WHAT THE TASK ASKS
Which lines in the data contain the word "haze"? Please copy each of them.

RECORDS SHOWN
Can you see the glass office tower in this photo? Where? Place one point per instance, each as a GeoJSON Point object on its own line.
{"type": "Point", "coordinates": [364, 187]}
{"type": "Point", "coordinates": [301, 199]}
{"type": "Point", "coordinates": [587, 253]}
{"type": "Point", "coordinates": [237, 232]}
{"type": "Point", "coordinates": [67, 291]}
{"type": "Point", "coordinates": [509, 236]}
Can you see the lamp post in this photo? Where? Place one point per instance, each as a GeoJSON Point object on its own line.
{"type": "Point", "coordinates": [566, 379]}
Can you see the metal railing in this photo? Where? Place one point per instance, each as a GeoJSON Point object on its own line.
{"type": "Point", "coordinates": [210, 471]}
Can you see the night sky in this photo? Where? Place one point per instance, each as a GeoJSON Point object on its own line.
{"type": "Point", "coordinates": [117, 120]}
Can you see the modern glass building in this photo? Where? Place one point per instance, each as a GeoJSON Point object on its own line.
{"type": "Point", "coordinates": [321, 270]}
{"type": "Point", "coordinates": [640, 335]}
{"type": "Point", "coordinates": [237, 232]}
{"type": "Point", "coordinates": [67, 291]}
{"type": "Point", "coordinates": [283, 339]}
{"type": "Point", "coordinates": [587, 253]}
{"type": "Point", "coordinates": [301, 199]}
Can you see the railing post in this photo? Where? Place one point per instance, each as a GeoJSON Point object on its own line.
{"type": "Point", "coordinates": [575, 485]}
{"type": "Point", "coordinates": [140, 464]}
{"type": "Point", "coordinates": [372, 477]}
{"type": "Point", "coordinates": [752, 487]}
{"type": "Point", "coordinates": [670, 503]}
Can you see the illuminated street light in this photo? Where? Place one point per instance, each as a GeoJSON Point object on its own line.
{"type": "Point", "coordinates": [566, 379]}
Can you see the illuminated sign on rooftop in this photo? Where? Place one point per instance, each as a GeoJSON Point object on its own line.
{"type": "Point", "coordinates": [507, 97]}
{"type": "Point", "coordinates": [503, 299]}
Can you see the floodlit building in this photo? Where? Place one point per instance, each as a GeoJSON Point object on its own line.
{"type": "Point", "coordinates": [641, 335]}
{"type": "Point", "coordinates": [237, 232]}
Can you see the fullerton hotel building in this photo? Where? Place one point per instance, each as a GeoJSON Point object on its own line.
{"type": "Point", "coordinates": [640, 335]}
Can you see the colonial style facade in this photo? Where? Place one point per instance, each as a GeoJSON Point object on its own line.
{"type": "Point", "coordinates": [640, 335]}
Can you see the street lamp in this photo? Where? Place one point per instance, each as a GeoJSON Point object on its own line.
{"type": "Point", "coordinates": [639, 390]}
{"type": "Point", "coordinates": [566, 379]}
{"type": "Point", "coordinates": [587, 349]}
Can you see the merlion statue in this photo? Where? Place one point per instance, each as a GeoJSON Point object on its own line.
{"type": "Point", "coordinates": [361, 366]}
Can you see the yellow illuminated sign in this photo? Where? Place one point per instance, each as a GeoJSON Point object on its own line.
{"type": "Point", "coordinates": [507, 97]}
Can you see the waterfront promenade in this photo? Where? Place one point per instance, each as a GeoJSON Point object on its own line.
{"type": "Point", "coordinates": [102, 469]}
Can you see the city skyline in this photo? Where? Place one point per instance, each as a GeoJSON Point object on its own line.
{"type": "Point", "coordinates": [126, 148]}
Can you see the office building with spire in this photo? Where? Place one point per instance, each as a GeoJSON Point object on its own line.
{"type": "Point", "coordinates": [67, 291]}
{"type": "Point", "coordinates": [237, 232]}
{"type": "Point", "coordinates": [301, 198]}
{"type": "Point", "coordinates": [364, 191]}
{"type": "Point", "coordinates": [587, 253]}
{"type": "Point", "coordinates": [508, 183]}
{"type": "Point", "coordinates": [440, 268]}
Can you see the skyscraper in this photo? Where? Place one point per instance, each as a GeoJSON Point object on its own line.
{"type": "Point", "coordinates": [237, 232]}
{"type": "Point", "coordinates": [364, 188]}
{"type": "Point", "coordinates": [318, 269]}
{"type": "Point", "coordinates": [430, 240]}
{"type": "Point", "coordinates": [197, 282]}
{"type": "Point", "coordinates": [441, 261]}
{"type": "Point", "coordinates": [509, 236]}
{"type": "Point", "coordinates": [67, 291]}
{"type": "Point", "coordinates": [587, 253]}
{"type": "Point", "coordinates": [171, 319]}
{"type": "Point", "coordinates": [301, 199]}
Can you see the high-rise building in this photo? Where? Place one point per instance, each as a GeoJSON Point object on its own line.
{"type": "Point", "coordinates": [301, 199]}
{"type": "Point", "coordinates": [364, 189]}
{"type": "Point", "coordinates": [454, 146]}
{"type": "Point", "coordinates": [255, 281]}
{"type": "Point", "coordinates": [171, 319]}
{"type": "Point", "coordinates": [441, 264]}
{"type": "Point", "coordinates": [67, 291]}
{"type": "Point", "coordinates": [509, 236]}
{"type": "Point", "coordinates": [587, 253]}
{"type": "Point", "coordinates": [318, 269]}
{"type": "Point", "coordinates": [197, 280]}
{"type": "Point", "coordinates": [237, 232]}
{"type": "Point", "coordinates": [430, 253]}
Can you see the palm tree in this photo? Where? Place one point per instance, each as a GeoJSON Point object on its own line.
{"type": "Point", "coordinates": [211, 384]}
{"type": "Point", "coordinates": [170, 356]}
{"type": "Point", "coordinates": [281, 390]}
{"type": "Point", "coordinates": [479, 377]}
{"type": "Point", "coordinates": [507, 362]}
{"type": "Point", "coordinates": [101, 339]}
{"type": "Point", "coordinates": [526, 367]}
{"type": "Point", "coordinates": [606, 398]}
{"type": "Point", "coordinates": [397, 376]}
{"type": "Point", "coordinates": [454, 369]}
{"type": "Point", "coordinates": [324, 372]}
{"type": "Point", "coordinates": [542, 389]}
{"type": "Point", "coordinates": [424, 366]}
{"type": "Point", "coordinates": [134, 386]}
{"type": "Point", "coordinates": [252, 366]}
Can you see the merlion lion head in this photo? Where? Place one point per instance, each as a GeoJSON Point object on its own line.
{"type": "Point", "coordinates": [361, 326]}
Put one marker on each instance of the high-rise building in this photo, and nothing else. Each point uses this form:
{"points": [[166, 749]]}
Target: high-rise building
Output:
...
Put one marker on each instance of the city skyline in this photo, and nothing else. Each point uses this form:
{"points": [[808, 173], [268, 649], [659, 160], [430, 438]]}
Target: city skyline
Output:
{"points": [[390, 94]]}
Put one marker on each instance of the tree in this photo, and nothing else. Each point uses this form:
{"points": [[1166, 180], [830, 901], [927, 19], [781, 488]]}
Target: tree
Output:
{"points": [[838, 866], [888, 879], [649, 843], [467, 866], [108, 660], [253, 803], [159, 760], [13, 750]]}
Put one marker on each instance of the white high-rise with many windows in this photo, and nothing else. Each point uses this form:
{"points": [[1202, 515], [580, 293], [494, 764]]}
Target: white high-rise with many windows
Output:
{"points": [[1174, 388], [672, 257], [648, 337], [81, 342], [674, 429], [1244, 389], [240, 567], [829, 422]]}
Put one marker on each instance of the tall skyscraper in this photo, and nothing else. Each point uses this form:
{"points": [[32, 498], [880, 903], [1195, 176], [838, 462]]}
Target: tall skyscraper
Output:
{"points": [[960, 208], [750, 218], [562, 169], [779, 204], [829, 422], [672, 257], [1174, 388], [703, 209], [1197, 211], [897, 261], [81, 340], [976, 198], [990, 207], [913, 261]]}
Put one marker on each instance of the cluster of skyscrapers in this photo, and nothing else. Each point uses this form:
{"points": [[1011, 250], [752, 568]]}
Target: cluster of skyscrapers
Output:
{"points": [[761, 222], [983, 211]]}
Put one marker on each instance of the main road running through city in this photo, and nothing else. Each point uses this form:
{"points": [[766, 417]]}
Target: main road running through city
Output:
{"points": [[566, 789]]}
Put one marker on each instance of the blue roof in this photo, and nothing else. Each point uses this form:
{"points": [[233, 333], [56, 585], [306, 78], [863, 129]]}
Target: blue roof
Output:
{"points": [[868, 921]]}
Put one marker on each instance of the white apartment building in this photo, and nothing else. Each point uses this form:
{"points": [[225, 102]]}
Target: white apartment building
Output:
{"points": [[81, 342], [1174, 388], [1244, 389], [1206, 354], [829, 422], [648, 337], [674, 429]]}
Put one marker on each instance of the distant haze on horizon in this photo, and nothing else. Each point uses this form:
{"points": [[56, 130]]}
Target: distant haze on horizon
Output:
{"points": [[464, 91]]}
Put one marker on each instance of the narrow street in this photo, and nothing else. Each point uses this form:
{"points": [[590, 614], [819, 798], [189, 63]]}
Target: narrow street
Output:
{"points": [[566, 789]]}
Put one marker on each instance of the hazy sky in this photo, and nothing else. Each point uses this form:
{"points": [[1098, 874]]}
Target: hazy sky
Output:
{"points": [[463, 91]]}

OUTPUT OF THE EXERCISE
Put one marker on each instance of the distant haze on horizon in this photo, and nothing else. Each point uses this form:
Target: distant haze on horizon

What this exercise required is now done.